Problem A –
Translate this sentence from the text below on donating an annuity to a charity into French: "To give the annuity to a charity after you die, you need to change your beneficiary designations."
Problem B –
For each statement, decide whether it agrees with the text below on donating an annuity to a charity. Answer yes or no and quote the deciding words.
(i) An annuity contract involves four parties.
(ii) The annuitant takes the tax liabilities.
(iii) A beneficiary change keeps the same owner and annuitant.
Problem C –
According to the text below on donating an annuity to a charity, which two forms may be requested from the annuity company?

Text –
'''

A deferred annuity is an insurance investment used to give the annuitant, or person with the annuity, a supplemental retirement income source. It is possible to donate an annuity to a charity. Doing so requires adjusting either the owner or the beneficiary of the annuity; these are two of the four parties in an annuity contract. The insurance company issues the contract. The annuitant receives payments during his/her lifetime. The owner takes the tax liabilities. The beneficiaries receive the cash value upon the death of the annuitant. Donating the annuity may be attractive for tax or estate planning purposes.
Pick your primary reason for donating an annuity to a charity. If you want immediate tax relief (or asset reduction) while still getting lifetime income, you need to change the owner. To give the annuity to a charity after you die, you need to change your beneficiary designations.
Call your annuity company and ask for the appropriate paperwork: a "change of owner form" or a "beneficiary change form."
Obtain the charity's legal name, tax identification number (TIN), phone number and legal address. This is needed for a proper change and used for identification purposes when claiming death benefits. The Internal Revenue Service (IRS) also needs this information for tax purposes.
Complete and submit the required form. An ownership change maintains the same annuitant and beneficiary, with the charity listed in the "New Owner Section" section listing the charity's TIN, address and phone number. A beneficiary change maintains the same owner and annuitant, listing the charity as the new beneficiary with its address and phone number.

'''

Data to examine –
'''

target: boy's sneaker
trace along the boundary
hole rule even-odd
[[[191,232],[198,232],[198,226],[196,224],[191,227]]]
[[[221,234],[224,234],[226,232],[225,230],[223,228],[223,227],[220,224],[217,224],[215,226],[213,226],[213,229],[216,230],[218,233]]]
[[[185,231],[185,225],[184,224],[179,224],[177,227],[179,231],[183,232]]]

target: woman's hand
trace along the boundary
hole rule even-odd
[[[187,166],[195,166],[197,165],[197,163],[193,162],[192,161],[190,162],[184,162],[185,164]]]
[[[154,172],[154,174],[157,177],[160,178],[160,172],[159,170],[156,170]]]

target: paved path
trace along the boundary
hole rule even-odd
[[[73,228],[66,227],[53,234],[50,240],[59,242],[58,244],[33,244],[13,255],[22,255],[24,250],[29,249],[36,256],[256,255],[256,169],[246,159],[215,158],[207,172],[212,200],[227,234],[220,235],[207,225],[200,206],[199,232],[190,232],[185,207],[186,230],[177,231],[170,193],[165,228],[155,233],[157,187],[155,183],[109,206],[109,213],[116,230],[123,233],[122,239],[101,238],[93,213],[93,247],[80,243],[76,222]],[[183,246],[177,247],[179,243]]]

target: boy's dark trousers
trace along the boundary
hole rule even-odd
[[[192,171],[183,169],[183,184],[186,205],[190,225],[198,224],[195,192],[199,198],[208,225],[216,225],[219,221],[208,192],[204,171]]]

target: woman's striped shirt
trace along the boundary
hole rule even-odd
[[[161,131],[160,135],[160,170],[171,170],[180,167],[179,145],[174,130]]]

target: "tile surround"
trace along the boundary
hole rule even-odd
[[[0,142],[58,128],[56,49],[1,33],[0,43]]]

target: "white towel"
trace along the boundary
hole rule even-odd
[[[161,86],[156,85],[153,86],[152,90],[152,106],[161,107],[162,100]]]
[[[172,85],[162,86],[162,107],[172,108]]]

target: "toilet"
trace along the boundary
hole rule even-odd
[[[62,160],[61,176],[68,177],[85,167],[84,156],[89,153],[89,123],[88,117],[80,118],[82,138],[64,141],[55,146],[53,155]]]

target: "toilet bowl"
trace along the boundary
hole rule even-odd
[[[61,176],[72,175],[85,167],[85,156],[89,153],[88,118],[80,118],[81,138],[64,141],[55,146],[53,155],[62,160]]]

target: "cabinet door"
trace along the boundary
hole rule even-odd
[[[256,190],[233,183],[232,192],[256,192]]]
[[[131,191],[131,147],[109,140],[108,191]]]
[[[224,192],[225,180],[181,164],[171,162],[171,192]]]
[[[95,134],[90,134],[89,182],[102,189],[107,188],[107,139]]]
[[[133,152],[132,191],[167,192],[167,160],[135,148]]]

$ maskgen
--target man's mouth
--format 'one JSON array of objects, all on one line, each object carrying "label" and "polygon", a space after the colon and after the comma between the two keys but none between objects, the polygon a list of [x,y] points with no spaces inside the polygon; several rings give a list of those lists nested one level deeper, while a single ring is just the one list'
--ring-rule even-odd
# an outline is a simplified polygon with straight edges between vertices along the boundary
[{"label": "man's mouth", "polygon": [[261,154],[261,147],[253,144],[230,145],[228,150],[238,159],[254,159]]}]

'''

Exercise solution A –
Pour donner la rente à un organisme de bienfaisance après votre décès, vous devez modifier vos désignations de bénéficiaire.

Exercise solution B –
(i) Yes: "these are two of the four parties in an annuity contract"
(ii) No: "The owner takes the tax liabilities."
(iii) Yes: "A beneficiary change maintains the same owner and annuitant"

Exercise solution C –
A "change of owner form" or a "beneficiary change form."